<<<<
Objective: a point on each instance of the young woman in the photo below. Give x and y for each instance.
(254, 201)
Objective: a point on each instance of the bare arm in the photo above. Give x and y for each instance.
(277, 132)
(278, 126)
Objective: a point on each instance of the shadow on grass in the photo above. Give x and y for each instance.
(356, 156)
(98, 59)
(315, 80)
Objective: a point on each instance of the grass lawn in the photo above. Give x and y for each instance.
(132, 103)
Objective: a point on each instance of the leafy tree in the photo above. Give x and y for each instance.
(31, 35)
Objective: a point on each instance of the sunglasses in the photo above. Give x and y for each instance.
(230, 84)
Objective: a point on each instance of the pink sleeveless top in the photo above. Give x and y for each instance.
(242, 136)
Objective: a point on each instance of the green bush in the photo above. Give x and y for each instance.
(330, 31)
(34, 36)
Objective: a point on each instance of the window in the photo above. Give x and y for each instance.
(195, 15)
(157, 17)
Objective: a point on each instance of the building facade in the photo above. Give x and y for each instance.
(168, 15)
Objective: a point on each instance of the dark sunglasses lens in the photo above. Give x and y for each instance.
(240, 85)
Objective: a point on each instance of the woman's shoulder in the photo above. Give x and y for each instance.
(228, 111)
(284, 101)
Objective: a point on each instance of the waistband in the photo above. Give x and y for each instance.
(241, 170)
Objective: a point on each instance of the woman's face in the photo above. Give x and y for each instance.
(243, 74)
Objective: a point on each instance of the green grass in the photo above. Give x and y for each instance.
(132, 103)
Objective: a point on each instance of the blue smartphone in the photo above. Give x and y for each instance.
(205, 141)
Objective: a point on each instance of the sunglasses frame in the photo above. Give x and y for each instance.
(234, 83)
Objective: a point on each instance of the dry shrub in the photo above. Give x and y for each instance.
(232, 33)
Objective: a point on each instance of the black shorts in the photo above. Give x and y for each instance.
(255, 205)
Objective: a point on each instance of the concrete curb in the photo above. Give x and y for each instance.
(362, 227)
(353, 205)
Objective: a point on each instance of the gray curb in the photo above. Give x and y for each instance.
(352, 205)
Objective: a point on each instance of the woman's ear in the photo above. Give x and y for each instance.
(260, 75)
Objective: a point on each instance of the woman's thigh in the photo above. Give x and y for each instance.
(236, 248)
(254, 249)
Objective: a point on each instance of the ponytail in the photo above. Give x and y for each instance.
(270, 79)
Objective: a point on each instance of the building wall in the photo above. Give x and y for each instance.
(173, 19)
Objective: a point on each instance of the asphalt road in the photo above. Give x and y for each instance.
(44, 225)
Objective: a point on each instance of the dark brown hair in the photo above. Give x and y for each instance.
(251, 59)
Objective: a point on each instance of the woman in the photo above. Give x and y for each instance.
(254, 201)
>>>>
Set down, word for word, the lines of the records starting with the one that contains "Objective: a point on each instance of the asphalt" and running through the end of the records, keeping both ends.

Objective: a point on each instance of the asphalt road in the photo above. Give x and y for each instance.
(44, 225)
Objective: a point on each instance of the dark brown hair in the photo above. Give x and y for each instance.
(251, 59)
Objective: a point on each instance of the woman in the photo above. Give x and y for each instance.
(254, 201)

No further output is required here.